▸ GIVEN ENTRIES:
####
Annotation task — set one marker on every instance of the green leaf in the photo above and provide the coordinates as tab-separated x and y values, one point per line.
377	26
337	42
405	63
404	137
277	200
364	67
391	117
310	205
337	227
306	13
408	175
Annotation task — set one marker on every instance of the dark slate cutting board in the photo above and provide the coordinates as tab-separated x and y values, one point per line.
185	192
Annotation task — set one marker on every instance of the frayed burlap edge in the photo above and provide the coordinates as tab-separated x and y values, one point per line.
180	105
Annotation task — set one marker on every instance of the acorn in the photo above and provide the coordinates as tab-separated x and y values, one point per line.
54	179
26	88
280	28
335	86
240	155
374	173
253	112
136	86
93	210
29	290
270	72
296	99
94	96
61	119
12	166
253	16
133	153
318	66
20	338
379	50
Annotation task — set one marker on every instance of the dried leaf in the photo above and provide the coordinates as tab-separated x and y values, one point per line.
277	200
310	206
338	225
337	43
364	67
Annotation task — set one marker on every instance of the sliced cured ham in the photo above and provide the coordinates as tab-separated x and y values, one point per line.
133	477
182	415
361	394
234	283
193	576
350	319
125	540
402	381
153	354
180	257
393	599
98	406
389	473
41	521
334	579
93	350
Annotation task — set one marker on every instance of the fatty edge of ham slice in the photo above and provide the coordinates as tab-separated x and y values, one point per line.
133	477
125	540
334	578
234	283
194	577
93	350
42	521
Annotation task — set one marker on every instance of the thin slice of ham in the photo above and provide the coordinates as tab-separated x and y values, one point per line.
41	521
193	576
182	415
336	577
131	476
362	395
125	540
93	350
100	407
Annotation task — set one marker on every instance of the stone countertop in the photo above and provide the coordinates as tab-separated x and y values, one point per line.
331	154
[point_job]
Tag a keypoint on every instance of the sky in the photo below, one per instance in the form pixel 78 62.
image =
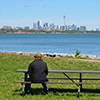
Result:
pixel 23 13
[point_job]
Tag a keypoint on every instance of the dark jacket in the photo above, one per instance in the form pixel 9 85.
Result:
pixel 38 71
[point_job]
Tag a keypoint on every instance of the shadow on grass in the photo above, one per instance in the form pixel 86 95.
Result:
pixel 55 91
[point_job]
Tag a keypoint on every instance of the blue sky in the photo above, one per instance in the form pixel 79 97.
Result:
pixel 25 12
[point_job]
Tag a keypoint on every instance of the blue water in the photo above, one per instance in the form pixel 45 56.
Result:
pixel 60 43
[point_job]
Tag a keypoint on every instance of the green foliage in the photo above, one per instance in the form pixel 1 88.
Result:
pixel 9 63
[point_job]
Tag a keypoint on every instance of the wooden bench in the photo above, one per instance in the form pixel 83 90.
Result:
pixel 80 78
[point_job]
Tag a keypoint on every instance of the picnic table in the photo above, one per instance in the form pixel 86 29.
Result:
pixel 80 78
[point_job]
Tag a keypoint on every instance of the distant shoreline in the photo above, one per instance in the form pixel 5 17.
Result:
pixel 52 54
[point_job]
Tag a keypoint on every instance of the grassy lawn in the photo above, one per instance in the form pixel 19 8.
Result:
pixel 9 90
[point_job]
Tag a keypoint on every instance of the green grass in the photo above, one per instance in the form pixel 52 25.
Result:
pixel 12 91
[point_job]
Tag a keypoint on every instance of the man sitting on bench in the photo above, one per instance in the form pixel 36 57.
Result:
pixel 37 71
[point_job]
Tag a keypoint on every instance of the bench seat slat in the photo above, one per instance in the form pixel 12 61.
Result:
pixel 58 82
pixel 74 78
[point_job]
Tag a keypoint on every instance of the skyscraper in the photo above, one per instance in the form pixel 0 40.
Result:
pixel 64 21
pixel 39 24
pixel 34 25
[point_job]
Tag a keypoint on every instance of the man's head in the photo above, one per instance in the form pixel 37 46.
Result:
pixel 37 56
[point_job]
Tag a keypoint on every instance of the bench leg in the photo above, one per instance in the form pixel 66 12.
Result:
pixel 79 90
pixel 23 89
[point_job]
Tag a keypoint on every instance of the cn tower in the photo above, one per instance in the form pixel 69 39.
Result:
pixel 64 21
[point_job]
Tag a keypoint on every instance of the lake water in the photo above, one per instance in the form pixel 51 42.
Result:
pixel 88 43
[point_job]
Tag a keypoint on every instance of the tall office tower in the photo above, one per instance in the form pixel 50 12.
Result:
pixel 34 25
pixel 39 24
pixel 64 21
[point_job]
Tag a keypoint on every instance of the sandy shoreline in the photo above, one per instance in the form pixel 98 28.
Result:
pixel 52 54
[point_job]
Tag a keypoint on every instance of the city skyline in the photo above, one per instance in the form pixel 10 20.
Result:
pixel 25 12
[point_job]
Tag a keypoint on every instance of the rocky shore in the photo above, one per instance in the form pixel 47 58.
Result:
pixel 52 54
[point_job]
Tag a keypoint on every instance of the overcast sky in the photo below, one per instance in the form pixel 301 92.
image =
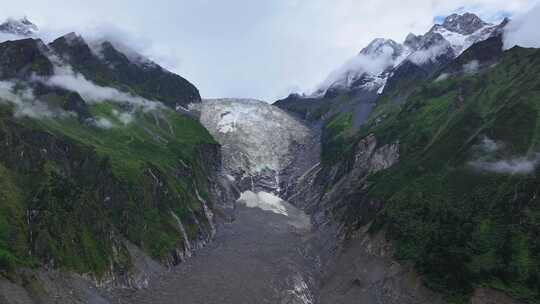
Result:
pixel 252 48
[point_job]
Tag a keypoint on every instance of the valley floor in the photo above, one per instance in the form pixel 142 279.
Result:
pixel 261 257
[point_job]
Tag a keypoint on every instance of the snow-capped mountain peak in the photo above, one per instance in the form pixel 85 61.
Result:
pixel 465 24
pixel 370 69
pixel 382 47
pixel 19 27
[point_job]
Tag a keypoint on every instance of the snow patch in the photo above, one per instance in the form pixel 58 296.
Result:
pixel 263 200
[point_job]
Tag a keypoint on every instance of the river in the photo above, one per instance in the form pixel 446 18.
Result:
pixel 260 257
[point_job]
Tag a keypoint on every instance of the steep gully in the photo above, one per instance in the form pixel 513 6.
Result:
pixel 264 249
pixel 270 251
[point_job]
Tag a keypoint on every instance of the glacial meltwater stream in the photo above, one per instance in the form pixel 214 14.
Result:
pixel 260 257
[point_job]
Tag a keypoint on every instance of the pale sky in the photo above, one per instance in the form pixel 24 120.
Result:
pixel 261 49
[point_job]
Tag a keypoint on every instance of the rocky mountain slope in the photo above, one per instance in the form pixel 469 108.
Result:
pixel 435 183
pixel 102 174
####
▸ ASSIGNED TASK: Output the data exactly, pictures omitted.

▸ RESPONSE:
Annotation task — set one marker on every instance of the green leaf in the photo above and provide the coordinates as tab-separated x and y values, one point per line.
377	26
337	42
405	63
404	137
277	200
364	67
391	117
310	205
337	227
306	13
408	175
Annotation task — set one marker on every instance of the dark slate cutting board in the photo above and provide the coordinates as tab-separated x and y values, one point per line.
185	192
Annotation task — set one marker on every instance of the frayed burlap edge in the photo above and provide the coordinates as tab-separated x and y values, one point per line.
180	105
Annotation task — set one marker on every instance of the acorn in the photo above and provide the coordinates as tab-separated x and y values, one point per line.
54	179
26	88
280	28
335	86
240	155
374	173
253	112
136	86
93	210
29	290
270	72
296	99
94	96
61	119
12	166
253	16
133	153
318	66
20	338
379	50
Annotation task — set one marker on every instance of the dried leaf in the photo above and provide the coordinates as tab-separated x and y values, one point per line.
277	200
310	206
338	225
337	43
364	67
Annotation task — set one marker on every instance of the sliced cured ham in the photo above and provide the coordinates as tab-separated x and y values, one point per line.
133	477
182	415
361	394
234	283
193	576
350	319
125	540
402	381
153	354
180	257
393	599
98	406
389	473
41	521
334	579
93	350
Annotation task — set one marker on every instance of the fatty edge of ham slice in the photo above and provide the coordinates as tab-separated x and y values, one point per line.
133	477
125	540
334	578
234	283
194	577
93	350
42	521
Annotation task — set one marker on every instance of the thin slice of ham in the photo above and provide the coordinates as tab-separated x and y values, one point per line.
41	521
193	576
182	415
336	577
131	476
362	395
125	540
93	350
100	407
Annotation task — set one marker on every instance of the stone countertop in the photo above and provide the coordinates as tab-separated x and y values, one point per line.
331	154
[point_job]
Tag a keypoint on every instance of the sky in the photo below, one per instance in the form pixel 78 62.
image =
Result:
pixel 23 13
[point_job]
Tag a keypoint on every instance of the dark jacket in the photo above, one per instance in the form pixel 9 85.
Result:
pixel 38 71
[point_job]
Tag a keypoint on every instance of the shadow on grass in the photo above, one per instance in the form pixel 86 95.
Result:
pixel 55 91
[point_job]
Tag a keypoint on every instance of the blue sky in the photo above, one per instance in the form pixel 79 97.
Result:
pixel 25 12
[point_job]
Tag a keypoint on every instance of the blue water in the photo above, one per instance in the form pixel 45 56.
Result:
pixel 60 43
[point_job]
Tag a keypoint on every instance of the green foliage in the photo above, one per instance in the form pixel 1 88.
Result:
pixel 9 63
[point_job]
Tag a keypoint on every instance of the wooden bench in the photo above, one per instance in the form pixel 83 90.
Result:
pixel 80 78
[point_job]
Tag a keypoint on every instance of the picnic table in the photo above, one per instance in the form pixel 86 29.
Result:
pixel 80 78
[point_job]
Tag a keypoint on every instance of the distant shoreline in the photo above, one per instance in the form pixel 5 17.
Result:
pixel 52 54
[point_job]
Tag a keypoint on every instance of the grassy lawn in the photo above, one per instance in the form pixel 19 8.
Result:
pixel 9 90
[point_job]
Tag a keypoint on every instance of the green grass in the photo above, one per instance in the form pixel 52 25.
Result:
pixel 12 91
[point_job]
Tag a keypoint on every instance of the man sitting on bench in the photo above, one per instance in the form pixel 36 57.
Result:
pixel 37 71
[point_job]
Tag a keypoint on every instance of the bench seat slat in the photo above, one per instance in the form pixel 12 61.
Result:
pixel 58 82
pixel 74 78
[point_job]
Tag a keypoint on every instance of the skyscraper in the photo above, one per instance in the form pixel 0 40.
Result:
pixel 64 21
pixel 39 24
pixel 34 25
[point_job]
Tag a keypoint on every instance of the man's head in the photo above, one per instance in the form pixel 37 46.
Result:
pixel 37 56
[point_job]
Tag a keypoint on every instance of the bench leg in the photo above, one per instance in the form pixel 66 12.
Result:
pixel 79 90
pixel 23 89
[point_job]
Tag a keypoint on every instance of the cn tower in the photo above, one per instance in the form pixel 69 39.
Result:
pixel 64 21
[point_job]
Tag a keypoint on every instance of the lake water in the photo above, one per instance in the form pixel 51 42.
Result:
pixel 88 43
[point_job]
Tag a keypoint on every instance of the tall office tower in the photo above, one per instance in the form pixel 50 12.
Result:
pixel 34 25
pixel 39 24
pixel 64 21
[point_job]
Tag a keypoint on every instance of the sandy shoreline in the photo above, one per instance in the form pixel 98 28.
Result:
pixel 52 54
[point_job]
Tag a keypoint on every instance of the city skyline in the photo above, one per instance in the form pixel 10 20.
Result:
pixel 25 12
[point_job]
Tag a keypoint on every instance of the rocky shore in the photo above, one per instance in the form pixel 47 58.
Result:
pixel 52 54
[point_job]
Tag a keypoint on every instance of the overcast sky in the photo below, one per instance in the form pixel 301 92.
image =
Result:
pixel 252 48
[point_job]
Tag a keypoint on every instance of the valley floor in the photo above, one per instance in the form pixel 142 279.
Result:
pixel 261 257
[point_job]
Tag a keypoint on every instance of the snow-capped mountain peak in the photo above, one per instance in the form pixel 85 61.
Result:
pixel 465 24
pixel 370 69
pixel 382 47
pixel 19 27
[point_job]
Tag a keypoint on every instance of the snow patch in the photo above, one per instance in the form pixel 58 296.
Result:
pixel 263 200
[point_job]
Tag a keypoint on every instance of the river in the photo above, one per instance in the form pixel 446 18.
Result:
pixel 260 257
[point_job]
Tag a keypoint on every instance of the steep gully in the photo above, one per instance in the form pixel 513 6.
Result:
pixel 264 249
pixel 270 251
[point_job]
Tag a keypoint on every instance of the glacial meltwater stream in the photo above, one per instance in the form pixel 214 14.
Result:
pixel 260 257
[point_job]
Tag a keypoint on every instance of the pale sky in the photo above, one per instance in the form pixel 24 120.
Result:
pixel 261 49
[point_job]
Tag a keypoint on every instance of the rocky mountain slope in the photo above, one per instance in the form pixel 469 108.
Result:
pixel 435 183
pixel 102 174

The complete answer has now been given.